WHAT IS ASKED: Reproduce the lines word for word, starting with the line containing "segment: desk lamp" and ending with the line containing "928 30 L 925", both included. Leave the pictures out of your answer.

SOURCE RECORDS:
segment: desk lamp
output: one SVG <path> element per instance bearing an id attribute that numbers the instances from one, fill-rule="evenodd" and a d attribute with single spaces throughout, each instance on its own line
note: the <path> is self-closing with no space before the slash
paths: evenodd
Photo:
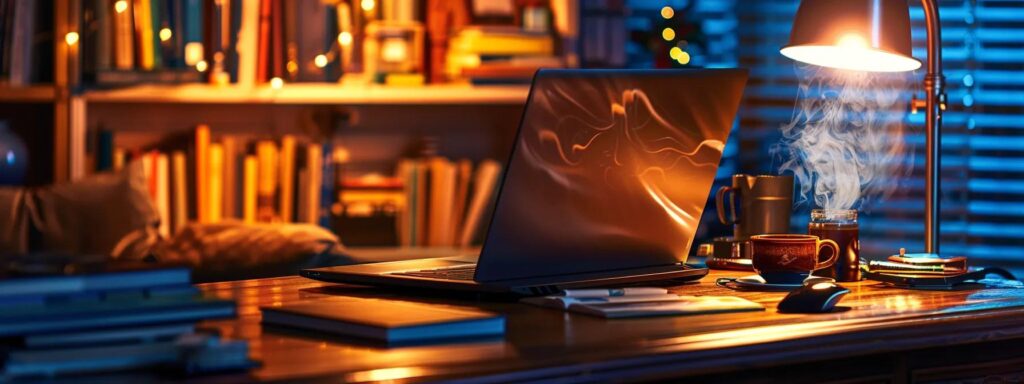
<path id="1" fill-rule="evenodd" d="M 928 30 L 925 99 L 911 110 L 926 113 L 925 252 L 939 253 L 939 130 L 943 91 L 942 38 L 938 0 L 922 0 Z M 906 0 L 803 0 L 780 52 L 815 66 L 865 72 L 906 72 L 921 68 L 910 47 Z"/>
---
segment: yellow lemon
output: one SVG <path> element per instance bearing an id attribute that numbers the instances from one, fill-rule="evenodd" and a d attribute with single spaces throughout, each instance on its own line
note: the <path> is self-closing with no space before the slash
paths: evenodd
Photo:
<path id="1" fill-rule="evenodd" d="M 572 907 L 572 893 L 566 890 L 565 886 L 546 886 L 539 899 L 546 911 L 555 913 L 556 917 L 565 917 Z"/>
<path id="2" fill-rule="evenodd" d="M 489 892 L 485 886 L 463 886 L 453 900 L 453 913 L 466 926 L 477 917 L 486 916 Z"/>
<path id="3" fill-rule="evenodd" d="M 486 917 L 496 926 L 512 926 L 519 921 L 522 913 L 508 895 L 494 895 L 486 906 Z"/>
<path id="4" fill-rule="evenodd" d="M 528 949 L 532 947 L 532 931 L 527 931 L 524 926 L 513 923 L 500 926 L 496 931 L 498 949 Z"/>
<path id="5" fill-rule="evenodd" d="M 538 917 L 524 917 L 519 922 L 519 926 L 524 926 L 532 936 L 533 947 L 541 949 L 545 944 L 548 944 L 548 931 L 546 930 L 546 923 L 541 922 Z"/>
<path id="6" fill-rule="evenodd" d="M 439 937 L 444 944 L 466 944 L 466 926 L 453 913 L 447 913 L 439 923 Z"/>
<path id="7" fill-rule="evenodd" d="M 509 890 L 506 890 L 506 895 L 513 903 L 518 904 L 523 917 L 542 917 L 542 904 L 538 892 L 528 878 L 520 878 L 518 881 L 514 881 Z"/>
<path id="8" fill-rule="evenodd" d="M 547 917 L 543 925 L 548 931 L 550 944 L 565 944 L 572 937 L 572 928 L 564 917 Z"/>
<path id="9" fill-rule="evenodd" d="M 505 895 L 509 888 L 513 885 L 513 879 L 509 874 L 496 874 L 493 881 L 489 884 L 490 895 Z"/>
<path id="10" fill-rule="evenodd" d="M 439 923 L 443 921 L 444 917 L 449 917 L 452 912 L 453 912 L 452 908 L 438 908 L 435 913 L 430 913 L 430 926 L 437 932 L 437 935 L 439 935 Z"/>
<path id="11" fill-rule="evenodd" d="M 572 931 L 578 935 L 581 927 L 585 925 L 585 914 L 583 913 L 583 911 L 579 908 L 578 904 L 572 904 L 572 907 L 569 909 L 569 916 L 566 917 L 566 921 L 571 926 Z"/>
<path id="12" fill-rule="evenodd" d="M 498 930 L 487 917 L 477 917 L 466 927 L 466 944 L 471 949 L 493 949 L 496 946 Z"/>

WRITTEN ANSWER:
segment: desk lamp
output: one SVG <path> element per instance bearing an id attribute that numbers the instances from one, fill-rule="evenodd" and a d attribute with single spaces throughout, each instance on its own line
note: the <path> is self-closing with no space before the slash
paths: evenodd
Photo:
<path id="1" fill-rule="evenodd" d="M 928 30 L 925 99 L 911 110 L 926 113 L 925 252 L 939 253 L 939 130 L 943 91 L 942 38 L 938 0 L 922 0 Z M 906 0 L 803 0 L 780 52 L 815 66 L 865 72 L 906 72 L 921 68 L 910 47 Z"/>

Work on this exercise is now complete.